Restate word for word the lines of the records below, starting at the line that contains "SAMPLE = x=138, y=64" and ending at the line that contains "SAMPLE = x=399, y=215", with both of those lines included and nothing else.

------

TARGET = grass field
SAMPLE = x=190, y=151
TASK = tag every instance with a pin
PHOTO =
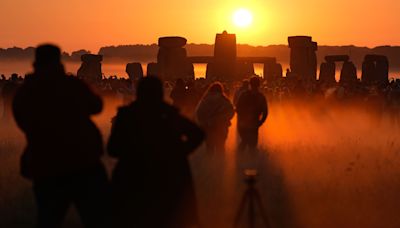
x=318, y=167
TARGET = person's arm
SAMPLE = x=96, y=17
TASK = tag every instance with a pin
x=20, y=109
x=192, y=135
x=264, y=110
x=118, y=137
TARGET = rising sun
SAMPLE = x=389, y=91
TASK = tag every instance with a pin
x=242, y=18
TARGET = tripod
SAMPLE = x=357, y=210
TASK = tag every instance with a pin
x=252, y=198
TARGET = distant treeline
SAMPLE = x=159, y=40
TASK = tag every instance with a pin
x=148, y=53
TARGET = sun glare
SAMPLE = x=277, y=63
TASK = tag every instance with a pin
x=242, y=18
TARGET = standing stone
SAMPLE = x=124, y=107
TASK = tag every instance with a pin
x=348, y=73
x=375, y=69
x=90, y=70
x=327, y=72
x=134, y=71
x=225, y=56
x=172, y=59
x=303, y=58
x=152, y=69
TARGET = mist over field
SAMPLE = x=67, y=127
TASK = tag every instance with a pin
x=320, y=165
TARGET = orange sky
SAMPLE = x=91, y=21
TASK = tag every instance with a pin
x=90, y=24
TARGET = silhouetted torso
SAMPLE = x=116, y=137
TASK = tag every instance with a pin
x=252, y=109
x=54, y=112
x=152, y=183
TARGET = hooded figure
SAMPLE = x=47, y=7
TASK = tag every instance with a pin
x=152, y=182
x=214, y=114
x=62, y=157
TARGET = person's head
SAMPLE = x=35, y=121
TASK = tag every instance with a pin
x=180, y=83
x=245, y=84
x=48, y=59
x=150, y=89
x=254, y=83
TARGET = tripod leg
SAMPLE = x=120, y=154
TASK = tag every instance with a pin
x=241, y=208
x=251, y=210
x=261, y=208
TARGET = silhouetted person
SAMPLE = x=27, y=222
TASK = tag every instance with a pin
x=243, y=88
x=214, y=114
x=152, y=182
x=178, y=94
x=252, y=110
x=9, y=89
x=62, y=157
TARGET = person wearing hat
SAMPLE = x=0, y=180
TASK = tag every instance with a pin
x=64, y=147
x=252, y=111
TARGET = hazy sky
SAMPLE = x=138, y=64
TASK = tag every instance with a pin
x=90, y=24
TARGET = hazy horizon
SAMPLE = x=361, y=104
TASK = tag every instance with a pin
x=91, y=24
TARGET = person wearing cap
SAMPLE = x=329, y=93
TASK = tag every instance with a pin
x=252, y=111
x=64, y=147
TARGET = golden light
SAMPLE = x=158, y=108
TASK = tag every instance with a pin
x=242, y=18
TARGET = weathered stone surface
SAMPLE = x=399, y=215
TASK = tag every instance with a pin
x=134, y=71
x=337, y=58
x=348, y=73
x=303, y=59
x=375, y=69
x=172, y=59
x=90, y=69
x=172, y=42
x=152, y=69
x=327, y=72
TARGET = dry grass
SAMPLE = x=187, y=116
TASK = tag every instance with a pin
x=318, y=167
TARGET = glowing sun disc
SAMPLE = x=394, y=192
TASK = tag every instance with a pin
x=242, y=18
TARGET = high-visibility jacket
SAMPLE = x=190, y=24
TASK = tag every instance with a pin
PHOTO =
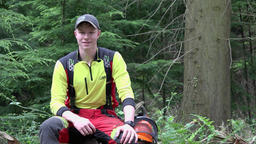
x=89, y=82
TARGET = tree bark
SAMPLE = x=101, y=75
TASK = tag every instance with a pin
x=207, y=62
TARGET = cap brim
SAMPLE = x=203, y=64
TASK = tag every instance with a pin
x=88, y=22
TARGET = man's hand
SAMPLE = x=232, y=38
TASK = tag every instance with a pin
x=84, y=126
x=128, y=134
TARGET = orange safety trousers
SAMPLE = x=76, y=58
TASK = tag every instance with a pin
x=104, y=120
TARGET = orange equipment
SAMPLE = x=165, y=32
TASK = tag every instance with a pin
x=145, y=128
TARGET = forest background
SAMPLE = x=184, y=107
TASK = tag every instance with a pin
x=150, y=35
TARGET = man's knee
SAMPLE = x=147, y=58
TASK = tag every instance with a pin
x=118, y=139
x=53, y=124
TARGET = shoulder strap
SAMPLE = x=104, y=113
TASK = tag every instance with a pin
x=107, y=56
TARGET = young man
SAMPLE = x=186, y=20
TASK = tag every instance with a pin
x=92, y=111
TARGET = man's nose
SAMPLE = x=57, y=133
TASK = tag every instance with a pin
x=86, y=36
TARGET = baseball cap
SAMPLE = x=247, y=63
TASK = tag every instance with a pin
x=88, y=18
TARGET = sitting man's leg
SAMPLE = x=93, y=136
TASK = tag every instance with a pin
x=49, y=130
x=106, y=123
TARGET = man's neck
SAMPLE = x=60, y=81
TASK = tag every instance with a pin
x=88, y=55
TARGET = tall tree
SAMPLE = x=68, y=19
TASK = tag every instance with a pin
x=207, y=62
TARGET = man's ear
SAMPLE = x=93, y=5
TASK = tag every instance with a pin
x=99, y=33
x=75, y=32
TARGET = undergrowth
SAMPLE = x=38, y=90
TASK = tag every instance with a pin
x=25, y=128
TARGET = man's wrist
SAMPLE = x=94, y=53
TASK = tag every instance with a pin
x=131, y=123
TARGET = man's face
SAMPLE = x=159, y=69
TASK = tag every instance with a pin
x=87, y=36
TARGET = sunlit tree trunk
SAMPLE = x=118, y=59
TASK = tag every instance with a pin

------

**Response to the exercise**
SAMPLE = x=138, y=64
TASK = tag every instance with a pin
x=90, y=24
TARGET = hazy horizon
SAMPLE = x=361, y=104
TASK = tag every instance with a pin
x=91, y=24
TARGET = person wearing cap
SAMPLE = x=329, y=93
TASK = tag every instance with a pin
x=252, y=111
x=64, y=147
TARGET = golden light
SAMPLE = x=158, y=108
TASK = tag every instance with a pin
x=242, y=18
TARGET = weathered stone surface
SAMPLE = x=399, y=215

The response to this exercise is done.